__The data__:

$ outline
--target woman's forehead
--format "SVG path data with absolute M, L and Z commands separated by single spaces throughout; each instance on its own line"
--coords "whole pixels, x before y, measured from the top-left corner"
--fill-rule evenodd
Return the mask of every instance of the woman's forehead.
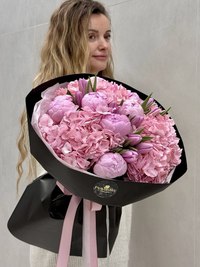
M 105 30 L 110 31 L 111 25 L 110 20 L 103 14 L 92 14 L 89 20 L 89 30 L 99 31 Z

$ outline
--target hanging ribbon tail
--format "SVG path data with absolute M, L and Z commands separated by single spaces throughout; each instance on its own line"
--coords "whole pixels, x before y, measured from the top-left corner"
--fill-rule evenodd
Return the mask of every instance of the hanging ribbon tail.
M 82 255 L 84 267 L 98 267 L 96 211 L 101 205 L 92 201 L 83 200 L 83 247 Z
M 64 188 L 60 183 L 57 183 L 59 188 L 64 194 L 71 194 L 66 188 Z M 74 219 L 76 215 L 77 208 L 81 202 L 81 198 L 72 195 L 70 200 L 65 219 L 63 222 L 60 247 L 58 252 L 58 259 L 56 267 L 66 267 L 69 261 L 71 240 L 72 240 L 72 230 Z

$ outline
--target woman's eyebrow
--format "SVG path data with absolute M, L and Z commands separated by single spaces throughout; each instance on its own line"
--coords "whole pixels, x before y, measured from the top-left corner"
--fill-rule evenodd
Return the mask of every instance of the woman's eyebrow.
M 89 29 L 88 30 L 89 32 L 96 32 L 96 33 L 98 33 L 99 31 L 97 31 L 97 30 L 94 30 L 94 29 Z
M 89 32 L 96 32 L 98 33 L 99 31 L 98 30 L 95 30 L 95 29 L 88 29 Z M 106 33 L 110 33 L 111 30 L 107 30 Z

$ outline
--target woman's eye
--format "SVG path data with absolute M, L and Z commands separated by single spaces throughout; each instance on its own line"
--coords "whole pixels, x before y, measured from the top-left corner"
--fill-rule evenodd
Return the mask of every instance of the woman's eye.
M 94 40 L 96 40 L 96 35 L 95 34 L 89 34 L 88 38 L 90 41 L 94 41 Z
M 111 34 L 107 34 L 104 38 L 105 38 L 107 41 L 110 41 L 110 39 L 111 39 Z

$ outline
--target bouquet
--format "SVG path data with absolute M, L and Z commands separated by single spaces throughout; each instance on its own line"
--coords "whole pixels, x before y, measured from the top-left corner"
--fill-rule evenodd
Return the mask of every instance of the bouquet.
M 8 228 L 58 252 L 57 267 L 69 254 L 97 266 L 112 250 L 121 207 L 186 172 L 178 129 L 152 95 L 90 74 L 39 85 L 26 108 L 31 153 L 47 173 L 26 188 Z
M 141 99 L 94 76 L 56 84 L 41 96 L 32 125 L 63 164 L 105 179 L 170 182 L 182 149 L 173 119 L 151 95 Z

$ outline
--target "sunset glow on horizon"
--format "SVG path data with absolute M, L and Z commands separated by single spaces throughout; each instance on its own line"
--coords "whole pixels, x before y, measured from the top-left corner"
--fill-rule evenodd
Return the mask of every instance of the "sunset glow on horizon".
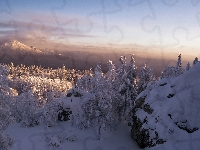
M 16 39 L 61 50 L 67 45 L 122 49 L 138 45 L 153 52 L 192 51 L 198 56 L 199 7 L 186 0 L 3 0 L 0 41 Z

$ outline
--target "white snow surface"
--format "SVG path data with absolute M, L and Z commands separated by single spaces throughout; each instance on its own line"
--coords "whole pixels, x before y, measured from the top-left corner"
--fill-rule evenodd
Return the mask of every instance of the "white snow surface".
M 156 131 L 160 138 L 167 141 L 151 149 L 200 149 L 200 129 L 187 133 L 175 124 L 178 122 L 180 126 L 190 129 L 200 128 L 200 63 L 176 78 L 159 80 L 137 99 L 143 96 L 146 96 L 144 104 L 150 105 L 154 111 L 148 114 L 138 109 L 137 117 L 141 121 L 148 120 L 143 128 L 149 129 L 152 138 Z
M 77 111 L 83 99 L 71 96 L 61 100 L 66 107 Z M 102 138 L 98 140 L 95 127 L 81 130 L 70 126 L 69 121 L 64 121 L 48 128 L 43 125 L 25 128 L 19 123 L 12 124 L 6 129 L 6 134 L 15 139 L 11 150 L 139 150 L 131 138 L 130 130 L 131 127 L 124 123 L 113 133 L 102 130 Z M 59 137 L 63 133 L 70 136 L 70 139 L 60 141 Z

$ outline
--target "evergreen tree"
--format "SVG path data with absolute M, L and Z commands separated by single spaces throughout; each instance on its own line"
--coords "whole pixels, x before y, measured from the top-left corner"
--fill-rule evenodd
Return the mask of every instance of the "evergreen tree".
M 121 56 L 119 61 L 121 62 L 119 68 L 117 69 L 117 77 L 118 79 L 122 79 L 122 76 L 126 72 L 126 57 Z
M 176 64 L 175 76 L 179 76 L 183 74 L 184 69 L 182 69 L 182 61 L 181 61 L 181 54 L 178 55 L 178 61 Z
M 114 131 L 120 122 L 119 102 L 120 100 L 112 93 L 108 87 L 98 88 L 98 92 L 87 97 L 82 104 L 82 127 L 94 125 L 98 128 L 99 139 L 101 138 L 101 129 Z
M 188 71 L 190 68 L 191 68 L 190 67 L 190 63 L 188 62 L 187 65 L 186 65 L 186 67 L 185 67 L 185 71 Z
M 137 97 L 137 90 L 133 84 L 131 84 L 129 78 L 127 77 L 127 73 L 123 75 L 122 78 L 123 83 L 119 87 L 119 93 L 122 101 L 122 117 L 123 119 L 130 119 L 130 112 L 133 108 L 134 101 Z
M 196 57 L 193 61 L 193 66 L 198 62 L 198 58 Z
M 181 68 L 181 65 L 182 65 L 181 54 L 179 54 L 179 55 L 178 55 L 178 61 L 177 61 L 177 63 L 176 63 L 176 67 L 177 67 L 177 68 L 179 68 L 179 67 Z
M 78 90 L 83 90 L 85 92 L 89 92 L 93 85 L 92 85 L 92 76 L 90 75 L 83 75 L 80 79 L 77 80 L 76 82 L 76 88 Z
M 161 73 L 161 79 L 162 78 L 173 78 L 177 77 L 184 73 L 184 69 L 182 68 L 182 62 L 181 62 L 181 54 L 178 56 L 178 61 L 176 63 L 176 67 L 174 66 L 168 66 L 166 67 L 162 73 Z
M 100 64 L 94 70 L 92 79 L 93 88 L 90 96 L 83 104 L 83 115 L 78 121 L 79 127 L 90 127 L 94 125 L 98 128 L 100 139 L 101 129 L 113 131 L 121 121 L 124 103 L 119 91 L 115 90 L 116 71 L 111 61 L 108 62 L 108 72 L 105 77 L 101 71 Z M 77 115 L 73 116 L 74 118 Z
M 95 93 L 98 92 L 99 88 L 103 88 L 104 86 L 104 76 L 103 72 L 101 71 L 100 63 L 97 64 L 96 68 L 94 69 L 94 76 L 91 79 L 91 90 L 90 92 Z
M 176 67 L 168 66 L 161 72 L 161 79 L 162 78 L 173 78 L 176 77 Z
M 112 61 L 108 61 L 108 72 L 105 74 L 105 79 L 108 82 L 113 82 L 116 79 L 116 67 L 115 65 L 112 63 Z
M 116 80 L 112 83 L 114 91 L 120 98 L 122 110 L 119 111 L 123 119 L 130 118 L 131 108 L 137 96 L 136 67 L 134 55 L 131 56 L 129 66 L 126 68 L 126 57 L 120 57 L 121 65 L 117 69 Z
M 138 73 L 138 94 L 153 84 L 155 80 L 154 71 L 144 64 Z
M 136 79 L 136 66 L 135 66 L 134 55 L 131 55 L 131 61 L 126 72 L 127 72 L 127 78 L 129 78 L 130 83 L 134 85 Z

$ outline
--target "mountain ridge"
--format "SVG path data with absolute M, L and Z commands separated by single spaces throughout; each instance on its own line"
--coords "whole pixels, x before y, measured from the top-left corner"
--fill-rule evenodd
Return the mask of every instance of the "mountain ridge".
M 18 40 L 15 39 L 9 39 L 0 46 L 0 50 L 9 50 L 9 51 L 27 51 L 31 53 L 37 53 L 37 54 L 52 54 L 52 50 L 47 49 L 40 49 L 35 46 L 28 46 L 25 45 Z

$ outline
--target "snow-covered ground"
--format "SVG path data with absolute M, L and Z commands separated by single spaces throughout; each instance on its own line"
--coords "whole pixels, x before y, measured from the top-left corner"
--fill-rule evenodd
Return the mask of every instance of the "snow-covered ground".
M 114 133 L 104 131 L 98 140 L 96 129 L 80 130 L 73 128 L 69 122 L 60 122 L 55 127 L 24 128 L 20 124 L 10 125 L 6 133 L 15 139 L 11 150 L 139 150 L 140 148 L 130 136 L 130 127 L 120 125 Z M 67 133 L 76 135 L 75 141 L 59 142 L 58 135 Z M 52 146 L 52 145 L 56 146 Z M 58 146 L 58 147 L 57 147 Z
M 76 111 L 80 109 L 83 99 L 72 95 L 61 100 L 64 106 Z M 25 128 L 19 123 L 12 124 L 5 133 L 15 140 L 11 150 L 139 150 L 137 143 L 131 138 L 130 130 L 131 127 L 124 123 L 113 133 L 102 130 L 101 140 L 98 140 L 95 127 L 81 130 L 71 126 L 69 121 L 64 121 L 58 122 L 54 127 L 38 125 Z M 70 141 L 71 137 L 75 140 Z M 60 142 L 60 139 L 64 140 Z
M 76 111 L 82 99 L 71 96 L 62 101 L 65 106 Z M 174 129 L 179 130 L 176 132 L 178 134 L 171 136 L 166 143 L 146 150 L 199 150 L 200 131 L 188 134 L 184 130 L 180 131 L 177 126 Z M 131 127 L 124 123 L 113 133 L 103 130 L 102 138 L 98 140 L 95 127 L 81 130 L 71 126 L 69 121 L 64 121 L 54 127 L 38 125 L 25 128 L 16 123 L 10 125 L 5 133 L 15 139 L 11 150 L 140 150 L 130 130 Z M 70 138 L 74 141 L 70 141 Z

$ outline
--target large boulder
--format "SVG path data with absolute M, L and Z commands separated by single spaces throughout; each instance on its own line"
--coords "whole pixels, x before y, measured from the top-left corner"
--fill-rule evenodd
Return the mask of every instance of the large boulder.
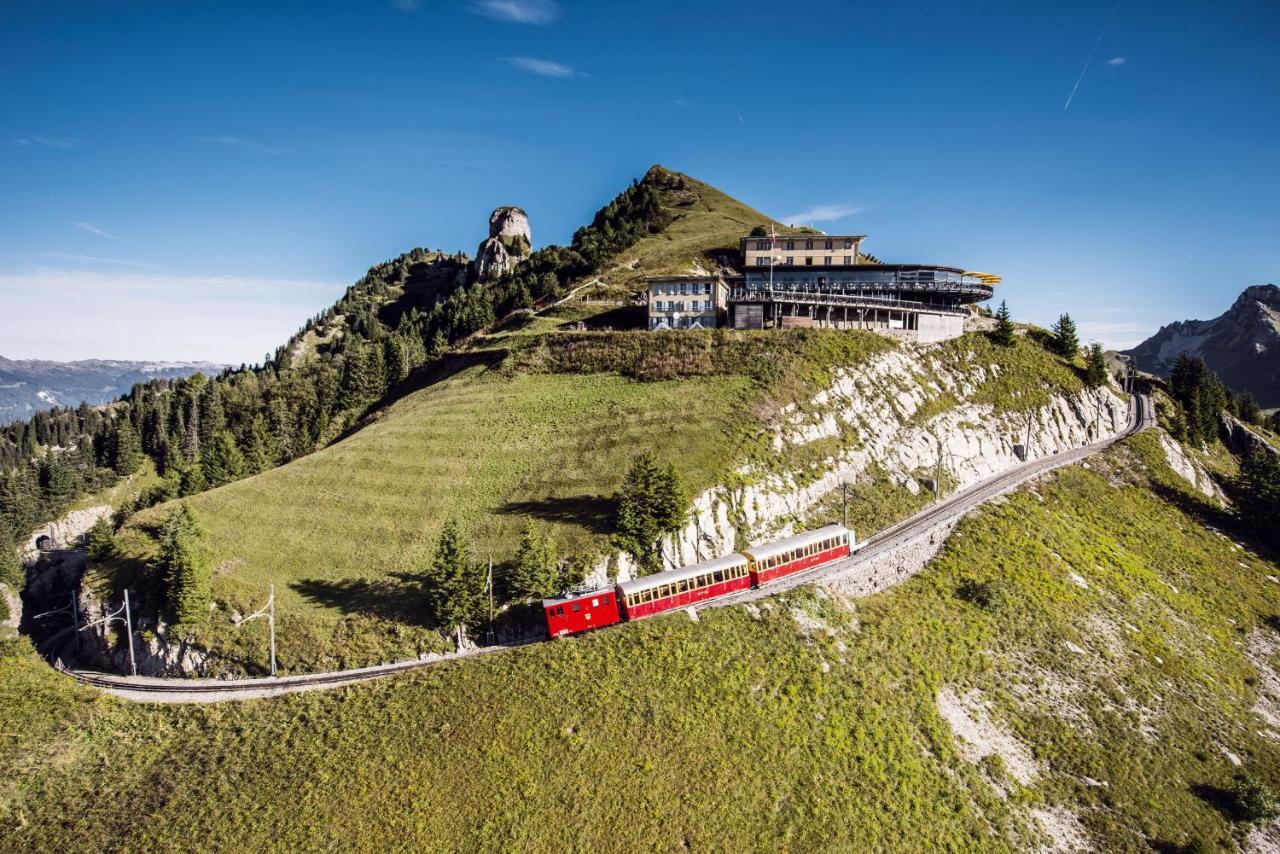
M 482 282 L 501 278 L 532 251 L 528 214 L 520 208 L 498 208 L 489 215 L 489 237 L 476 250 L 476 278 Z

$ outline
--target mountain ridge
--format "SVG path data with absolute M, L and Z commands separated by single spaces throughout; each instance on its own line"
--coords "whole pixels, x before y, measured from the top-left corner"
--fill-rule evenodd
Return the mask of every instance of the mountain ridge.
M 1230 388 L 1280 406 L 1280 287 L 1251 285 L 1217 317 L 1168 323 L 1124 352 L 1162 376 L 1182 353 L 1199 356 Z

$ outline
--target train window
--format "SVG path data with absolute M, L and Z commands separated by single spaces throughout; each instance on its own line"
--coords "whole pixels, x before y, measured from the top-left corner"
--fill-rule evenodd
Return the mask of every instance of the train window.
M 609 597 L 608 597 L 608 596 L 602 596 L 602 597 L 600 598 L 600 601 L 601 601 L 601 602 L 603 602 L 604 604 L 608 605 L 608 604 L 609 604 Z
M 579 611 L 581 611 L 581 610 L 582 610 L 582 603 L 580 603 L 580 602 L 574 602 L 574 603 L 573 603 L 573 613 L 575 613 L 575 614 L 576 614 L 576 613 L 578 613 L 578 612 L 579 612 Z
M 592 600 L 591 600 L 591 607 L 592 607 L 592 608 L 599 608 L 599 607 L 600 607 L 600 600 L 599 600 L 599 599 L 592 599 Z
M 564 606 L 563 606 L 563 605 L 561 605 L 559 608 L 556 608 L 556 616 L 557 616 L 557 617 L 563 617 L 563 616 L 564 616 Z

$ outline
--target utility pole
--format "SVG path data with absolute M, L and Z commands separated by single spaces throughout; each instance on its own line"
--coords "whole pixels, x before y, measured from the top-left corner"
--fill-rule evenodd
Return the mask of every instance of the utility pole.
M 485 582 L 489 588 L 489 646 L 493 646 L 493 552 L 489 552 L 489 579 Z
M 124 591 L 124 627 L 129 639 L 129 671 L 138 675 L 138 662 L 133 658 L 133 614 L 129 611 L 129 588 Z
M 849 481 L 840 482 L 840 524 L 849 527 Z
M 76 663 L 80 661 L 80 603 L 76 601 L 76 591 L 71 591 L 71 628 L 76 635 Z
M 240 625 L 256 620 L 259 617 L 267 618 L 267 632 L 271 636 L 271 675 L 276 675 L 276 586 L 274 584 L 267 587 L 267 604 L 261 609 L 254 611 L 249 616 L 240 621 Z

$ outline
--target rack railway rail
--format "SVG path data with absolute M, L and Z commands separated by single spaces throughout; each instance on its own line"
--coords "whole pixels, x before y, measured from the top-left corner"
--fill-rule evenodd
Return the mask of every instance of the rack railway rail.
M 946 498 L 898 524 L 868 537 L 863 547 L 848 558 L 825 563 L 812 569 L 801 570 L 762 587 L 753 587 L 719 596 L 690 607 L 695 609 L 719 608 L 738 605 L 754 599 L 777 595 L 780 592 L 805 584 L 813 584 L 827 576 L 845 572 L 859 563 L 884 555 L 903 546 L 918 535 L 937 525 L 959 518 L 975 507 L 1003 495 L 1033 478 L 1056 468 L 1079 462 L 1115 442 L 1145 430 L 1155 423 L 1155 412 L 1150 397 L 1145 394 L 1131 398 L 1129 424 L 1126 429 L 1108 437 L 1060 454 L 1031 460 L 998 475 L 977 483 L 968 489 Z M 154 677 L 115 676 L 87 670 L 70 670 L 58 666 L 84 685 L 103 689 L 116 696 L 139 701 L 159 703 L 213 703 L 230 700 L 260 699 L 297 691 L 323 690 L 353 685 L 370 679 L 379 679 L 406 671 L 431 667 L 449 661 L 460 661 L 483 655 L 507 652 L 541 642 L 541 638 L 528 638 L 513 643 L 475 647 L 461 652 L 447 653 L 423 659 L 378 664 L 353 670 L 328 673 L 310 673 L 297 676 L 266 677 L 254 679 L 174 679 Z

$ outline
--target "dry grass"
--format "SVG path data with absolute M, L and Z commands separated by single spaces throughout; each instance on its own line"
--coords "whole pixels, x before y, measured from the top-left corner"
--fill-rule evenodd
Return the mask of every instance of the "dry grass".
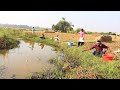
M 32 34 L 31 31 L 26 31 L 29 34 Z M 66 42 L 78 42 L 79 40 L 79 34 L 71 34 L 71 33 L 60 33 L 60 32 L 55 32 L 55 33 L 45 33 L 44 31 L 35 31 L 35 34 L 40 36 L 42 33 L 45 34 L 45 37 L 53 38 L 56 35 L 59 35 L 61 38 L 62 43 L 64 44 Z M 85 35 L 85 42 L 86 42 L 86 47 L 90 47 L 93 43 L 89 42 L 95 42 L 97 37 L 100 37 L 101 34 L 86 34 Z M 104 44 L 108 45 L 112 50 L 120 49 L 120 36 L 114 36 L 110 35 L 112 37 L 112 43 L 107 43 L 104 42 Z
M 27 32 L 31 34 L 31 32 Z M 100 34 L 86 34 L 85 45 L 78 48 L 77 46 L 68 47 L 65 43 L 68 41 L 77 42 L 79 40 L 79 34 L 70 33 L 45 33 L 44 31 L 36 31 L 35 34 L 40 36 L 42 33 L 46 37 L 53 38 L 56 35 L 61 37 L 62 43 L 61 49 L 64 50 L 64 60 L 55 60 L 57 70 L 53 72 L 45 73 L 45 77 L 42 78 L 64 78 L 67 79 L 96 79 L 96 78 L 120 78 L 119 64 L 118 61 L 111 63 L 104 63 L 101 58 L 92 56 L 89 52 L 82 53 L 81 51 L 85 48 L 89 48 L 95 43 L 96 37 Z M 113 42 L 103 42 L 111 48 L 111 50 L 117 50 L 120 48 L 120 37 L 112 36 Z M 39 38 L 38 38 L 39 39 Z M 53 43 L 53 42 L 52 42 Z M 62 45 L 63 44 L 63 45 Z M 77 47 L 77 48 L 76 48 Z M 77 54 L 76 54 L 77 53 Z M 65 62 L 63 62 L 65 61 Z M 70 64 L 70 65 L 69 65 Z M 116 66 L 118 64 L 118 66 Z M 63 68 L 62 68 L 63 67 Z M 63 71 L 65 71 L 65 73 Z M 51 75 L 51 76 L 49 76 Z
M 27 33 L 31 33 L 31 31 L 26 31 Z M 63 41 L 73 41 L 77 42 L 79 40 L 79 34 L 71 34 L 71 33 L 60 33 L 60 32 L 55 32 L 55 33 L 45 33 L 44 31 L 35 31 L 36 35 L 41 35 L 42 33 L 45 34 L 46 37 L 52 38 L 55 37 L 56 35 L 59 35 Z M 91 35 L 85 35 L 85 40 L 86 41 L 93 41 L 95 40 L 95 37 L 99 36 L 99 34 L 91 34 Z

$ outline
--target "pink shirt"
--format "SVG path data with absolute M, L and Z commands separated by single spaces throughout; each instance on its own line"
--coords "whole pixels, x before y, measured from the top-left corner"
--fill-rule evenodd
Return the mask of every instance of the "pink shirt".
M 84 38 L 84 32 L 80 31 L 79 34 L 81 38 Z

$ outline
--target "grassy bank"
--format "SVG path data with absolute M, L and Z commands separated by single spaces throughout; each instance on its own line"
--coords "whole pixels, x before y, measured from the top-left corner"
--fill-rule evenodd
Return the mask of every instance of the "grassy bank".
M 18 44 L 19 41 L 6 35 L 0 38 L 0 49 L 12 49 L 14 47 L 17 47 Z
M 44 43 L 47 45 L 51 45 L 54 47 L 58 47 L 59 42 L 55 42 L 54 40 L 46 37 L 46 39 L 40 39 L 38 35 L 27 33 L 27 31 L 23 29 L 11 29 L 11 28 L 0 28 L 0 49 L 9 49 L 17 46 L 19 43 L 17 41 L 18 38 L 26 41 L 34 41 L 38 43 Z
M 63 35 L 64 40 L 56 42 L 50 39 L 53 37 L 51 34 L 51 37 L 49 33 L 47 34 L 45 34 L 46 39 L 40 39 L 39 35 L 27 33 L 22 30 L 1 30 L 1 41 L 3 40 L 7 43 L 4 42 L 5 45 L 3 43 L 0 45 L 7 46 L 5 48 L 11 48 L 10 45 L 16 44 L 16 38 L 22 38 L 23 40 L 30 40 L 57 47 L 57 49 L 64 54 L 62 59 L 57 57 L 49 60 L 50 63 L 55 66 L 53 69 L 36 73 L 30 77 L 31 79 L 120 79 L 120 60 L 104 62 L 102 58 L 93 56 L 91 51 L 83 53 L 82 50 L 88 48 L 89 45 L 87 47 L 86 44 L 78 48 L 77 41 L 74 41 L 74 39 L 77 40 L 77 38 L 73 38 L 75 35 L 71 37 L 72 34 L 60 33 L 59 35 Z M 93 38 L 94 37 L 92 37 L 91 40 L 93 40 Z M 74 41 L 75 46 L 67 46 L 67 41 L 69 40 Z M 111 47 L 116 45 L 115 43 L 107 44 L 111 45 Z M 0 48 L 1 47 L 2 46 L 0 46 Z
M 28 36 L 28 35 L 27 35 Z M 26 36 L 26 37 L 27 37 Z M 120 61 L 104 62 L 102 58 L 95 57 L 89 52 L 81 52 L 86 46 L 67 46 L 67 42 L 55 42 L 49 38 L 42 40 L 38 36 L 33 36 L 31 40 L 43 42 L 48 45 L 59 47 L 59 51 L 64 53 L 64 58 L 50 59 L 50 63 L 55 68 L 32 75 L 31 79 L 119 79 Z
M 49 37 L 46 37 L 46 39 L 41 39 L 38 35 L 31 33 L 24 33 L 21 38 L 27 41 L 34 41 L 37 43 L 44 43 L 46 45 L 59 47 L 59 42 L 56 42 L 53 39 L 50 39 Z
M 84 48 L 61 46 L 63 60 L 50 59 L 55 68 L 31 78 L 38 79 L 120 79 L 120 61 L 105 62 L 90 52 L 82 53 Z
M 0 49 L 12 49 L 17 47 L 19 41 L 16 39 L 18 31 L 11 29 L 0 29 Z

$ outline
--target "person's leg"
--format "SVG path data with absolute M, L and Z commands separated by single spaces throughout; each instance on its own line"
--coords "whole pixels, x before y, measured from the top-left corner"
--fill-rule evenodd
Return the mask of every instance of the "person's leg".
M 78 42 L 78 47 L 80 46 L 80 42 Z
M 92 52 L 92 54 L 93 54 L 93 55 L 96 55 L 96 50 L 94 50 L 94 51 Z
M 84 45 L 84 42 L 81 42 L 81 46 Z
M 80 46 L 82 45 L 82 43 L 80 42 Z
M 84 45 L 84 42 L 83 42 L 83 45 Z
M 100 51 L 100 56 L 102 56 L 103 54 L 105 54 L 105 50 L 102 50 L 102 51 Z
M 82 46 L 82 42 L 80 42 L 80 46 Z
M 105 54 L 105 53 L 106 53 L 106 50 L 103 49 L 103 50 L 102 50 L 102 53 Z

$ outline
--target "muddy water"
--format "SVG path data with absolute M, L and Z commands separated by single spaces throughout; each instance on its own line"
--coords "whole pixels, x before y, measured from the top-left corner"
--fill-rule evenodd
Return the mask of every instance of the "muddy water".
M 20 41 L 18 48 L 0 51 L 0 79 L 24 79 L 31 73 L 48 69 L 54 48 L 34 42 Z

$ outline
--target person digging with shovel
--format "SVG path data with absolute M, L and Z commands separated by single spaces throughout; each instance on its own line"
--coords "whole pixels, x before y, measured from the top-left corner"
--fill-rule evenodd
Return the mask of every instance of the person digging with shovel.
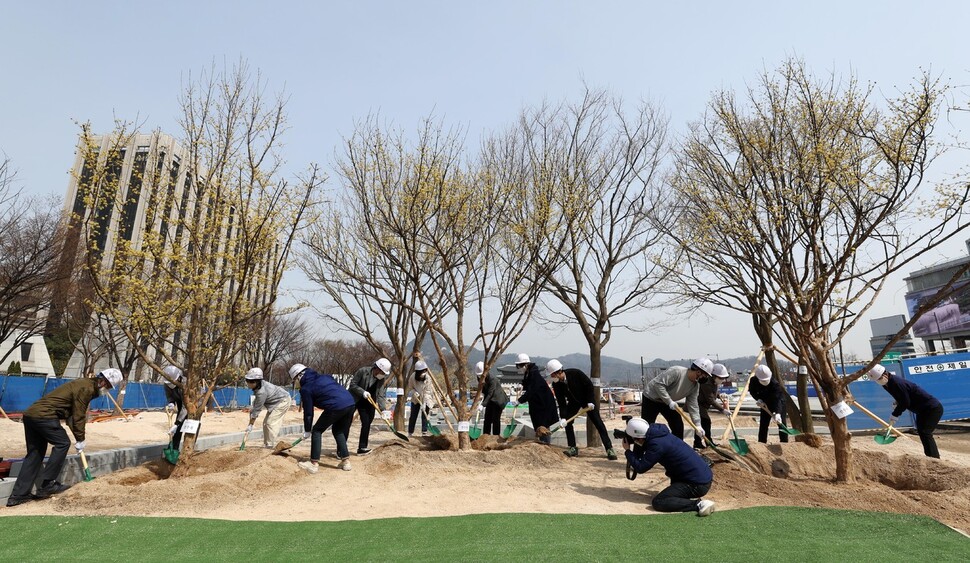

__What is needed__:
The required output is each line of the entries that contains the word "digging".

__Response box__:
--target person digging with shovel
Return the mask of every instance of the person digging with shovel.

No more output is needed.